[Pointing and labeling entries]
● ● ● ● ●

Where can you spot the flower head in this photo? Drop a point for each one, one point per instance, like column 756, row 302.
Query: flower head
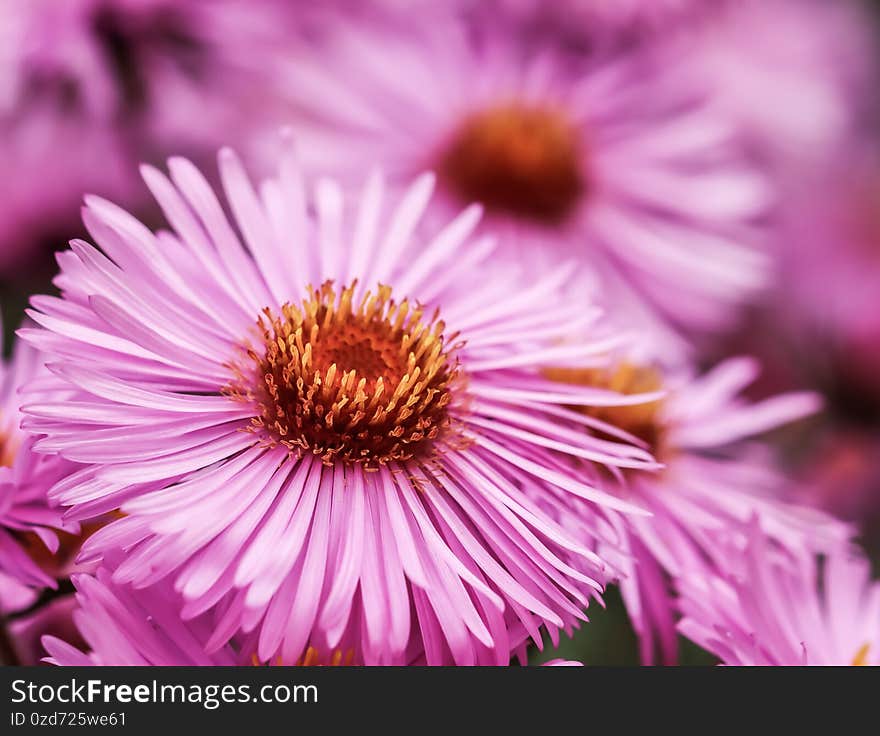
column 765, row 612
column 357, row 395
column 614, row 162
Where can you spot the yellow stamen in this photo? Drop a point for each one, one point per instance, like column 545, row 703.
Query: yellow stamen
column 368, row 384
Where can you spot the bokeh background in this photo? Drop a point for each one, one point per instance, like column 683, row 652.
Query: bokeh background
column 89, row 88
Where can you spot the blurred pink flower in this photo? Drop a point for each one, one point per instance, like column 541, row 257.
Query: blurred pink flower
column 27, row 523
column 89, row 88
column 770, row 613
column 617, row 163
column 797, row 74
column 26, row 630
column 402, row 462
column 713, row 483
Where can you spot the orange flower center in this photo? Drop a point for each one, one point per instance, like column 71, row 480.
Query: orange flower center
column 861, row 658
column 366, row 383
column 641, row 420
column 516, row 160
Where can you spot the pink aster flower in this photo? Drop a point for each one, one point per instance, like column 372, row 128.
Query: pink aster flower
column 27, row 523
column 713, row 483
column 617, row 163
column 768, row 613
column 247, row 387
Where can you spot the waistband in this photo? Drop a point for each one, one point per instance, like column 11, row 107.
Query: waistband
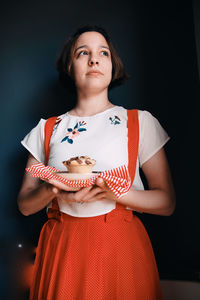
column 120, row 210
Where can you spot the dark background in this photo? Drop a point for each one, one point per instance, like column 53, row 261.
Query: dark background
column 156, row 41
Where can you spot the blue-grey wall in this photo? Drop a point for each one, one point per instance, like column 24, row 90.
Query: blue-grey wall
column 157, row 45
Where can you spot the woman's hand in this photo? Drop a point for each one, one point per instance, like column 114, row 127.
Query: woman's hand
column 98, row 192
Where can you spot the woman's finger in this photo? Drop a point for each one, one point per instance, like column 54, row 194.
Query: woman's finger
column 92, row 193
column 63, row 186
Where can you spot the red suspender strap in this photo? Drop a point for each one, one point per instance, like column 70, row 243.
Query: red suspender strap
column 48, row 129
column 133, row 141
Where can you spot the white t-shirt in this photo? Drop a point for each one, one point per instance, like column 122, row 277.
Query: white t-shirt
column 103, row 137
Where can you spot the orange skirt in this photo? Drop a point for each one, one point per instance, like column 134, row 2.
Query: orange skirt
column 107, row 257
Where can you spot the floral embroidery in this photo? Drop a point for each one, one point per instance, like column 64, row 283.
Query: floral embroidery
column 115, row 120
column 58, row 120
column 74, row 132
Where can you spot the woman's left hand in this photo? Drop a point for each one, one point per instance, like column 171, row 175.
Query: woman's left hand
column 106, row 191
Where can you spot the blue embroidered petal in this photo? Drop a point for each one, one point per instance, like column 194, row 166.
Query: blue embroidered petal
column 65, row 138
column 70, row 141
column 82, row 129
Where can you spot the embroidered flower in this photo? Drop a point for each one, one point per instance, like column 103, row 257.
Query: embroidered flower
column 115, row 120
column 58, row 120
column 74, row 132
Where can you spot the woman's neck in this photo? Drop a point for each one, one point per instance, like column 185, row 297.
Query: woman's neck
column 88, row 105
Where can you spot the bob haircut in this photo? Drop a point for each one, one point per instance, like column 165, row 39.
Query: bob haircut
column 64, row 60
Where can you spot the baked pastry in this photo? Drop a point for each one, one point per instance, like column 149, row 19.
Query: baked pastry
column 80, row 164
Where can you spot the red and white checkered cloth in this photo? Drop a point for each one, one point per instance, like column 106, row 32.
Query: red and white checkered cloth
column 117, row 179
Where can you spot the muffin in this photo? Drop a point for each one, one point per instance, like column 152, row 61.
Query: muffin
column 80, row 164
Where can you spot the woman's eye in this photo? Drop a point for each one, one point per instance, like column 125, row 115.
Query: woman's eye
column 82, row 52
column 105, row 53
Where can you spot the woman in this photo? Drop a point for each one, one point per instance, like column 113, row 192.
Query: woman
column 93, row 246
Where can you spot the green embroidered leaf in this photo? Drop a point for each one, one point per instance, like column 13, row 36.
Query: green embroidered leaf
column 70, row 141
column 82, row 129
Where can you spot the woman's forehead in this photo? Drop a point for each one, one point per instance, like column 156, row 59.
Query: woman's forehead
column 91, row 38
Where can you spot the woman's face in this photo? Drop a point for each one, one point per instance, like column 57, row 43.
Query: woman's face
column 91, row 53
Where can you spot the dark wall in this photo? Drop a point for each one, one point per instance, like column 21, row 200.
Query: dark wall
column 156, row 42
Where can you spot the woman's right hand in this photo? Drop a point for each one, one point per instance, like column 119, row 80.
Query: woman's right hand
column 80, row 195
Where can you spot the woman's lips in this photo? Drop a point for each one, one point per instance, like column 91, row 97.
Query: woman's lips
column 94, row 73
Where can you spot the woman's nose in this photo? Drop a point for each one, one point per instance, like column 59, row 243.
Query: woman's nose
column 93, row 62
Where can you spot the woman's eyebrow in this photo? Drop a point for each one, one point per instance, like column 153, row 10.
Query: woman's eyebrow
column 85, row 46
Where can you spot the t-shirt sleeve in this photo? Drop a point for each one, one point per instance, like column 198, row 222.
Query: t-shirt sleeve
column 34, row 141
column 152, row 136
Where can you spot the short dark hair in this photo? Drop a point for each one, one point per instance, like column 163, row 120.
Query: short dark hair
column 64, row 60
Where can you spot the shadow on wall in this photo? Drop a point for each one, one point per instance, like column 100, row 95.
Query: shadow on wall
column 180, row 290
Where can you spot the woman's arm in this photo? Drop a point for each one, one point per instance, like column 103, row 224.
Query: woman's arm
column 34, row 195
column 160, row 198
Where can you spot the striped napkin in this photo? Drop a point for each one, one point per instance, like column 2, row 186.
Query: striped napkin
column 117, row 179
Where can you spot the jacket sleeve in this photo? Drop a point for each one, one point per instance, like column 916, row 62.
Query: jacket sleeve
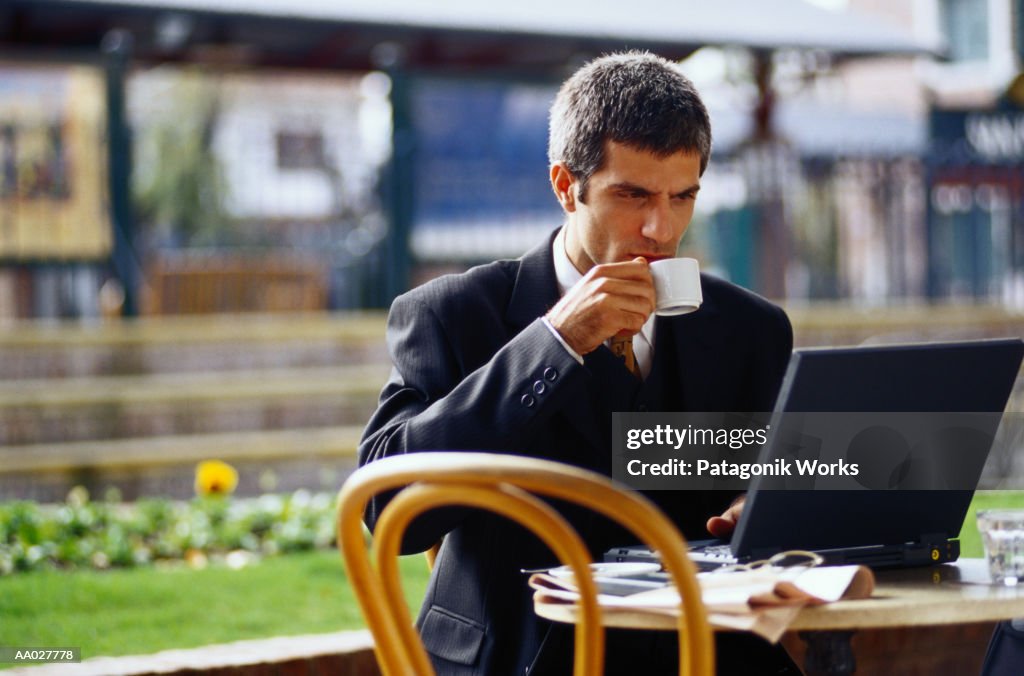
column 430, row 403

● ● ● ● ●

◆ REQUEST ◆
Can you update all the records by replacing "Drop a point" with "Place a point", keeping everything else unchanged and leaving the pictures out?

◆ COMPLETE ANSWER ◆
Where can you spot the flower head in this photo? Place a point for each one, one point per instance, like column 756, row 302.
Query: flower head
column 765, row 612
column 357, row 395
column 614, row 162
Where can you spot the yellow stamen in this photo? Place a point for each one, one point per instance, like column 545, row 703.
Query: yellow stamen
column 368, row 384
Where can you spot the bokeh background in this photo? Place a point for each one, one point per instance, like column 683, row 652.
Query: bokeh background
column 89, row 88
Where can you spot the blurred pink flower in this photo? Place a point for each one, one point per instance, like column 541, row 257.
Query: blurred pink flower
column 27, row 523
column 89, row 88
column 770, row 613
column 617, row 163
column 797, row 74
column 26, row 630
column 402, row 462
column 713, row 483
Where can you spot the orange flower center in this photo? Place a point for each one, one point per instance, like column 71, row 480.
Query: orange flower center
column 861, row 658
column 366, row 383
column 641, row 420
column 516, row 160
Where can you spot the pink aster flower in this photo? Place a point for each one, one point per instance, like column 372, row 128.
Query: pink aster flower
column 27, row 523
column 713, row 483
column 617, row 163
column 768, row 613
column 247, row 387
Where can you spot the waistband in this photo? Place a point for each one, one point per instance, like column 11, row 107.
Query: waistband
column 120, row 210
Where can you spot the dark background in this photo? Place a point for each one, one point per instance, like column 53, row 261.
Query: dark background
column 156, row 41
Where can you spot the blue-grey wall in this photo? Place a point for each one, one point per instance, like column 24, row 90.
Query: blue-grey wall
column 157, row 45
Where can you spot the woman's hand in this photo? Place a point for each one, one point per instance, like column 114, row 127.
Query: woman's hand
column 98, row 192
Where can you spot the woman's finger in this photo? Place a point for each one, one point per instance, like column 54, row 194.
Query: woman's finger
column 92, row 193
column 63, row 186
Where can you spot the red suspender strap in this photo? Place a point for each one, one point per instance, like column 70, row 243.
Query: red suspender strap
column 48, row 129
column 133, row 141
Where can you spot the white t-shirt in this photo? Place a point for each one, one point per instance, like column 122, row 277.
Query: white t-shirt
column 103, row 137
Where can you spot the orange skirt in this photo? Place a point for each one, one point per instance, like column 134, row 2.
Query: orange skirt
column 107, row 257
Where can you spot the floral embroidery in this photo? Place a point for each one, one point per instance, like column 64, row 283.
Query: floral embroidery
column 115, row 120
column 58, row 120
column 74, row 132
Where can you spot the woman's left hand in this photo? Place a point for each one, one point per instance, like column 171, row 175.
Query: woman's left hand
column 106, row 191
Where can you spot the blue embroidered petal in this photo? Place a point for each one, one point per instance, like column 194, row 166.
Query: blue embroidered petal
column 65, row 138
column 70, row 141
column 82, row 129
Where can you spot the embroidered flower in this photo? Place a point for each one, one point per instance, like column 103, row 257.
Query: embroidered flower
column 115, row 120
column 58, row 120
column 74, row 132
Where can you spot the woman's neck in this photo? Place a point for each one, one point per instance, like column 185, row 297.
Query: woman's neck
column 88, row 105
Where can you spot the bob haircut in this photo? Place a point for each one, one point per instance, like column 165, row 39.
Query: bob haircut
column 64, row 60
Where can you spot the baked pastry in this photo? Place a point for each one, one point per instance, like column 149, row 19.
Query: baked pastry
column 80, row 164
Where can you spot the red and white checkered cloth in this photo? Place a point for each one, one point per instance, like column 106, row 32.
Query: red and white checkered cloth
column 117, row 179
Where can you spot the muffin in this photo? Place a point for each one, one point per instance, like column 152, row 61.
Query: muffin
column 80, row 164
Where can you spot the woman's eye in this photo? Place a point for each one, one point per instance, like column 125, row 115.
Query: woman's eye
column 82, row 52
column 105, row 53
Where can you spot the woman in this photo? Place a point for each one, one point per instance, like column 113, row 192.
Query: woman
column 93, row 246
Where can you spot the green embroidered leaf in this photo? Place a point for each one, one point per instance, like column 13, row 36.
Query: green embroidered leaf
column 70, row 141
column 82, row 129
Where can you spot the woman's forehead in this photo? Place a point for each one, one point per instance, like column 156, row 59.
Query: woman's forehead
column 91, row 38
Where can you spot the woman's face in this photo? Place a point for each one, one point per instance, like column 57, row 43.
Query: woman's face
column 91, row 53
Where can you spot the dark wall in this photo? Place a point for each one, one point per instance, like column 21, row 200.
Query: dark wall
column 156, row 42
Where can you spot the woman's right hand in this photo? Place a point for each one, one point per instance, like column 119, row 80.
Query: woman's right hand
column 80, row 195
Where can you spot the woman's lips in this photo? Place a point for each one, one point per instance, like column 91, row 97.
Query: woman's lips
column 94, row 73
Where can you spot the woman's nose in this photo? Place a point for each one, one point per instance, like column 59, row 243.
Query: woman's nose
column 93, row 62
Where can you spot the woman's eyebrow in this photo? Place a point for each one, one point per instance, like column 153, row 10.
Query: woman's eyebrow
column 85, row 46
Where can you spot the t-shirt sleeve in this photo? Place a point for each one, one point per instance, like column 198, row 222.
Query: t-shirt sleeve
column 34, row 141
column 152, row 136
Where can you spot the short dark hair in this photo? Place a point for each one, one point per instance, like column 163, row 120.
Query: short dark hair
column 64, row 60
Where can you spot the shadow on wall in this photo? Place a point for each one, one point per instance, like column 100, row 95.
Query: shadow on wall
column 180, row 290
Where can you spot the woman's arm in this photo? Place a point for each one, one point per instance, like column 103, row 224.
Query: woman's arm
column 34, row 195
column 160, row 198
Where can you spot the striped napkin in this photo? Place a point for each one, one point per instance, like column 2, row 186.
Query: striped napkin
column 117, row 179
Where can you spot the jacket sleeve in this photo? Place a point for each one, one point per instance, like column 916, row 62.
Query: jacket sleeve
column 430, row 403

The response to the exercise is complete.